*WRITTEN EXERCISE*.
Update the items below by changing every occurrence of "Exercise" to "Task". Leave everything else as it is.

--- START INFORMATION SHOWN ---

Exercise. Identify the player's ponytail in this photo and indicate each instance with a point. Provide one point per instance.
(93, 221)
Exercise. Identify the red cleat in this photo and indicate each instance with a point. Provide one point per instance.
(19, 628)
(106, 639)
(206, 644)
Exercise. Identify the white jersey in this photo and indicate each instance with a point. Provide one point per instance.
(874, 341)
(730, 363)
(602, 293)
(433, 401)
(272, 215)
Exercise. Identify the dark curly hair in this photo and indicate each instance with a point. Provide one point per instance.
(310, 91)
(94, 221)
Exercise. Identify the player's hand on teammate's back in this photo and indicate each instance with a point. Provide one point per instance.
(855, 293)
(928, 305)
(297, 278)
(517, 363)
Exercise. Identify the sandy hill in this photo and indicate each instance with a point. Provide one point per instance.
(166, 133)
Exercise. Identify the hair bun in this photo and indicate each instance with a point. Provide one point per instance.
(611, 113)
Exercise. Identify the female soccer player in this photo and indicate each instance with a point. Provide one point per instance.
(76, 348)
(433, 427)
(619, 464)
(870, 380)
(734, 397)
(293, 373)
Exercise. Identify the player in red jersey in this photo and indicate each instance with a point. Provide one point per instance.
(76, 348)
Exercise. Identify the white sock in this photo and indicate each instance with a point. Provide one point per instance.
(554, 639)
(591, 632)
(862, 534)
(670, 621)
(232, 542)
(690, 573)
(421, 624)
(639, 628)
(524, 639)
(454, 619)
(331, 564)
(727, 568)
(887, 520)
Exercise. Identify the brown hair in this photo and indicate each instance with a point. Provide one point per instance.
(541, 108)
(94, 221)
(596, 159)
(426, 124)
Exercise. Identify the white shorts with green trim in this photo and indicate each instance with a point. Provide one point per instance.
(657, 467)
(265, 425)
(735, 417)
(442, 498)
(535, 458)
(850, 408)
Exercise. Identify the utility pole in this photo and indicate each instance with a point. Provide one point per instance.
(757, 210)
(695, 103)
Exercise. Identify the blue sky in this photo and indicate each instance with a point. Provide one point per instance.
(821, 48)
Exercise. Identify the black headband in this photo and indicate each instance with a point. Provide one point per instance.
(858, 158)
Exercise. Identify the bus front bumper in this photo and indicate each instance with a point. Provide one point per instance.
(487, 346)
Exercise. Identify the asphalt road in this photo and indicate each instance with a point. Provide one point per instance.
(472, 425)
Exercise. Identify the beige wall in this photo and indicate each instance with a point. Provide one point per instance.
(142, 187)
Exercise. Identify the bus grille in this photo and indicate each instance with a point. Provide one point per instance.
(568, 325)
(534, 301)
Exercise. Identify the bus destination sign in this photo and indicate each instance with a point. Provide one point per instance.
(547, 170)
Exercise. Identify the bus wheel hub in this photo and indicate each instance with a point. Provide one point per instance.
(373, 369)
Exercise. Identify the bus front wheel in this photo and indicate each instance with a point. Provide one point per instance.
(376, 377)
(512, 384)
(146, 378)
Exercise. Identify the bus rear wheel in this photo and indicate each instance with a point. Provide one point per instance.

--- END INFORMATION SHOWN ---

*SOLUTION TO THIS PROBLEM*.
Task. Identify the player's ponytail in this photo and indicate each instance with a point. Provide one point per instance.
(93, 221)
Task. Identify the red cleat in this photo and indicate each instance with a point. Provide one point per instance.
(19, 628)
(106, 639)
(206, 644)
Task. Identify the white jersey in this photo and indicate each instance with a point. Provide one point per instance.
(874, 341)
(730, 363)
(602, 293)
(433, 401)
(272, 215)
Task. Identify the dark curly hair in this photo and indicate each instance with a point. Provide one point per instance.
(310, 91)
(94, 221)
Task. Identify the player's hand on teammate's back in this photo and indicate each instance with a point. Provide one point per instance.
(855, 293)
(928, 305)
(297, 278)
(517, 363)
Task. Identify the sandy hill in this photo and indicate each instance with a point. Provide one point per instance.
(166, 133)
Task. Identify the hair bun in this photo and indicate each instance with a point. Provide one point per instance.
(611, 113)
Task. Identify the female soccer player in this photo and indicate each instance with a point. Provide one point per instance.
(76, 348)
(433, 427)
(619, 464)
(870, 380)
(734, 397)
(293, 373)
Task. Identify the player in red jersey in this photo and indicate each instance with a point. Provide one point per instance.
(76, 348)
Task. Identify the white sock in this photo and indicate each instance with a point. Provide one point per instance.
(554, 639)
(591, 632)
(862, 534)
(670, 621)
(232, 542)
(690, 573)
(421, 624)
(639, 628)
(524, 639)
(454, 619)
(331, 564)
(727, 568)
(887, 520)
Task. Identify the brown hair in this photo and indicate each instance with a point. Provide one point per instance.
(541, 108)
(94, 221)
(596, 159)
(426, 124)
Task. Identify the white shorts with green trim in this photo and indicate each instance with a point. Provide one point per instance.
(657, 467)
(265, 425)
(735, 417)
(442, 498)
(535, 458)
(850, 408)
Task. Identify the utility pole in this photo and indicate each instance with a point. Provide one point per instance.
(757, 210)
(695, 103)
Task. Identify the blue sky in this photo and indicate each instance with a point. Provide one point per instance.
(821, 48)
Task. Identify the black headband in this photo and indicate each instance with a point. Provide one point per instance.
(858, 158)
Task. Identify the bus front bumper in this photo and indicate each instance with a point. Provide one point per instance.
(487, 346)
Task. Identify the asphalt road in this photo and indicate each instance with a point. Provide one point per instance.
(472, 425)
Task. Identify the beige wall in this photo and indicate each instance with a point. Provide one point per instance.
(142, 187)
Task. Identify the bus grille in this photo and indicate each instance with a point. Provide one point per instance.
(568, 325)
(534, 301)
Task. Identify the bus destination sign in this photo and indicate each instance with a point. Provide one point per instance.
(547, 170)
Task. Identify the bus wheel hub in this photo and indicate each instance with a point. Provide one point per instance.
(373, 369)
Task. Identify the bus front wheel in this photo and indicate each instance with a point. Provide one point per instance.
(376, 377)
(512, 384)
(146, 378)
Task. Identify the bus rear wheel in this photo and indicate each instance with a point. Provide one point per instance.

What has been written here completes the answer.